Exercise task A:
Return the commit on batching rules for convolutions and pooling, word for word and in full.

Extract provided:
***

Added batching rules for convolutions + pooling.

Added batching rules: conv_general_dilated_batch_rule select_and_scatter_add_batch_rule reduce_window_max_batch_rule reduce_window_sum_batch_rule
2025-04-19 05:16:06 +00:00 · 2019-01-28 14:33:57 -08:00 · 2019-01-28 14:33:57 -08:00 · a15bad401f
commit a15bad401f
parent d968e1e572
1 changed files with 108 additions and 4 deletions
--- a/jax/lax.py
+++ b/jax/lax.py
@ -1128,13 +1128,61 @@ def conv_general_dilated_translation_rule(
  return c.ConvGeneralDilated(lhs, rhs, window_strides, padding, lhs_dilation,
                              rhs_dilation, dimension_numbers)

+def conv_general_dilated_batch_rule(
+    batched_args, batch_dims, window_strides, padding,
+    lhs_dilation, rhs_dilation, dimension_numbers, **unused_kwargs):
+  lhs, rhs = batched_args
+  lhs_bdim, rhs_bdim = batch_dims
+  lhs_dim, rhs_dim, out_dim = dimension_numbers
+
+  if lhs_bdim is not None and rhs_bdim is not None:
+    lhs = batching.move_dim_to_front(lhs, lhs_bdim)
+    rhs = batching.move_dim_to_front(rhs, rhs_bdim)
+
+    outputs = [
+        conv_general_dilated(l, r, window_strides, padding,
+                             lhs_dilation, rhs_dilation, dimension_numbers)
+        for l, r in zip(lhs, rhs)]
+    outputs = [reshape(out, (1,) + out.shape) for out in outputs]
+    outputs = concatenate(outputs, 0)
+    return outputs, 0
+
+  elif lhs_bdim is not None:
+    # Currently we don't handle cases where the batch dimension of the
+    # convolution isn't the first dimension.

***

[Labeled contour entries]
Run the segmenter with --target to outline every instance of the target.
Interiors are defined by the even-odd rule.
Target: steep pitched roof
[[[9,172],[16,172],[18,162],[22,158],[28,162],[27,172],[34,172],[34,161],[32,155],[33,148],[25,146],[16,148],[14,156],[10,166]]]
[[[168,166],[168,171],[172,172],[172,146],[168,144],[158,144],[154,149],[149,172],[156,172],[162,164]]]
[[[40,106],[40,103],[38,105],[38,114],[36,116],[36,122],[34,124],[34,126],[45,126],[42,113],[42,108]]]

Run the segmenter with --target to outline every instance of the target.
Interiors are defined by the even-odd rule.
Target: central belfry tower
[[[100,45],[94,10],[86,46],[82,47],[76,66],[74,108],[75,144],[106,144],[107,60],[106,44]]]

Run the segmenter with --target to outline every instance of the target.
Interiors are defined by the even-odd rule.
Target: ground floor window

***

Exercise task B:
Rewrite every line of the labeled contour records, requests included, and scale each polygon coordinate in the answers by 0.6, rounding to whole numbers with halves rounded up.

Task result A:
Added batching rules for convolutions + pooling.

Added batching rules: conv_general_dilated_batch_rule select_and_scatter_add_batch_rule reduce_window_max_batch_rule reduce_window_sum_batch_rule
2025-04-19 05:16:06 +00:00 · 2019-01-28 14:33:57 -08:00 · 2019-01-28 14:33:57 -08:00 · a15bad401f
commit a15bad401f
parent d968e1e572
1 changed files with 108 additions and 4 deletions
--- a/jax/lax.py
+++ b/jax/lax.py
@ -1128,13 +1128,61 @@ def conv_general_dilated_translation_rule(
  return c.ConvGeneralDilated(lhs, rhs, window_strides, padding, lhs_dilation,
                              rhs_dilation, dimension_numbers)

+def conv_general_dilated_batch_rule(
+    batched_args, batch_dims, window_strides, padding,
+    lhs_dilation, rhs_dilation, dimension_numbers, **unused_kwargs):
+  lhs, rhs = batched_args
+  lhs_bdim, rhs_bdim = batch_dims
+  lhs_dim, rhs_dim, out_dim = dimension_numbers
+
+  if lhs_bdim is not None and rhs_bdim is not None:
+    lhs = batching.move_dim_to_front(lhs, lhs_bdim)
+    rhs = batching.move_dim_to_front(rhs, rhs_bdim)
+
+    outputs = [
+        conv_general_dilated(l, r, window_strides, padding,
+                             lhs_dilation, rhs_dilation, dimension_numbers)
+        for l, r in zip(lhs, rhs)]
+    outputs = [reshape(out, (1,) + out.shape) for out in outputs]
+    outputs = concatenate(outputs, 0)
+    return outputs, 0
+
+  elif lhs_bdim is not None:
+    # Currently we don't handle cases where the batch dimension of the
+    # convolution isn't the first dimension.

Task result B:
Run the segmenter with --target to outline every instance of the target.
Interiors are defined by the even-odd rule.
Target: steep pitched roof
[[[5,103],[10,103],[11,97],[13,95],[17,97],[16,103],[20,103],[20,97],[19,93],[20,89],[15,88],[10,89],[8,94],[6,100]]]
[[[101,100],[101,103],[103,103],[103,88],[101,86],[95,86],[92,89],[89,103],[94,103],[97,98]]]
[[[24,64],[24,62],[23,63],[23,68],[22,70],[22,73],[20,74],[20,76],[27,76],[25,68],[25,65]]]

Run the segmenter with --target to outline every instance of the target.
Interiors are defined by the even-odd rule.
Target: central belfry tower
[[[60,27],[56,6],[52,28],[49,28],[46,40],[44,65],[45,86],[64,86],[64,36],[64,26]]]

Run the segmenter with --target to outline every instance of the target.
Interiors are defined by the even-odd rule.
Target: ground floor window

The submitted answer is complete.